-- Work to be completed --
Here the job is to transcribe the data exactly while omitting the images.

Saved entries
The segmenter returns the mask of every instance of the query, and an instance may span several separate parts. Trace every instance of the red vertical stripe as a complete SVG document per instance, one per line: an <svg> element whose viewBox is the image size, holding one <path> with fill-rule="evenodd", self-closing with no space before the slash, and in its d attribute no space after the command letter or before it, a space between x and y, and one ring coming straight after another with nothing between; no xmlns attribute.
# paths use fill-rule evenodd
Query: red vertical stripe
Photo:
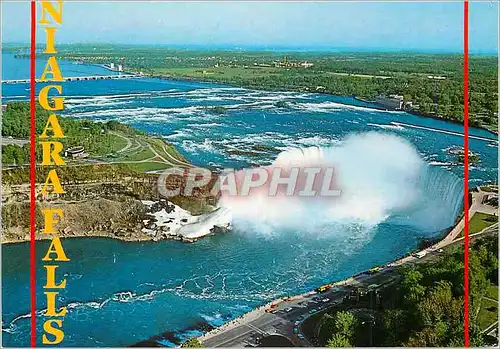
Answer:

-- Task result --
The segmenter returns the mask of every instance of the query, and an instance may span several separate parts. Trace every instance of the red vertical stripe as a complete SVG document per instance, one per line: an <svg> element whose viewBox is the image size, holding one <path> with fill-rule="evenodd", self-closing with no space before the slash, and in its d attribute no space after the command letter or before it, a space between x and y, and one ring coming straight after another with nothing between; no xmlns attribute.
# paths use fill-rule evenodd
Query: red vertical stripe
Photo:
Answer:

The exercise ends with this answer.